Instructions ->
A) Transcribe the stretch of the Delray Beach item from "In our continuing" through "in the death.".
B) According to the Delray Beach item, why were Tyson and Mosley driving back from Boca Raton Community Hospital early that morning?

Reading passage ->
■ ■ ■

Tuesday, May 02, 2006

Why Florida Should Be Kicked Out of the Union

In our continuing series on why Florida doesn't need to be one of these United States, we present the following item from Delray Beach:
Delray Beach -- Shameka Mosley was breaking up with her boyfriend early Thursday morning. His way of coping was to slam their baby on the hood of their car and throw the 9-month-old into a canal, police said.

"Better get your baby before the alligators do," Charles Edward Tyson told her.

Charles Tyson Jr. was pronounced dead at 4:02 a.m. at Delray Medical Center, police said. His 20-year-old father was arrested and charged in the death.

The saga began about 1:45 a.m., when Tyson and his girlfriend, Shameka Mosley, 17, were returning from Boca Raton Community Hospital with their baby sleeping in the back seat. They had taken him to the hospital to be treated for diarrhea.

Mosley, who had broken up with Tyson several times, told him this time it was for good, Mosley said.

Tyson accused her of cheating on him. The argument got louder and the baby awoke, screaming. That's when Tyson's anger turned on Charles Jr., whom he loved, Mosley said.

"We had a good relationship. He got mad because I broke up with him," Mosley said Thursday afternoon outside the Delray Beach Police Department, wrapped in a hospital blanket, tears sliding down her face. "He was just a happy baby."

At West Linton Boulevard and Congress Avenue, Tyson held his child outside the passenger window and threatened to kill him, Mosley said. She persuaded him not to.

Yet minutes later, when they reached the 700 block of Southwest 17th Avenue, Tyson threw the baby out the window, police said. He landed face-first in the dirt, police said.

■ ■ ■

Items in a dataset:
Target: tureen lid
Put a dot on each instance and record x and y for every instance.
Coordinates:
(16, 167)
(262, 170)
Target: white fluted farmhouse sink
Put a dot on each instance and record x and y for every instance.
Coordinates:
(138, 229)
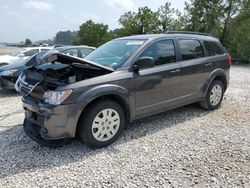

■ ■ ■

Solutions for each task ->
A)
In our continuing series on why Florida doesn't need to be one of these United States, we present the following item from Delray Beach:
Delray Beach -- Shameka Mosley was breaking up with her boyfriend early Thursday morning. His way of coping was to slam their baby on the hood of their car and throw the 9-month-old into a canal, police said.

"Better get your baby before the alligators do," Charles Edward Tyson told her.

Charles Tyson Jr. was pronounced dead at 4:02 a.m. at Delray Medical Center, police said. His 20-year-old father was arrested and charged in the death.

B) They had taken their baby to the hospital to be treated for diarrhea.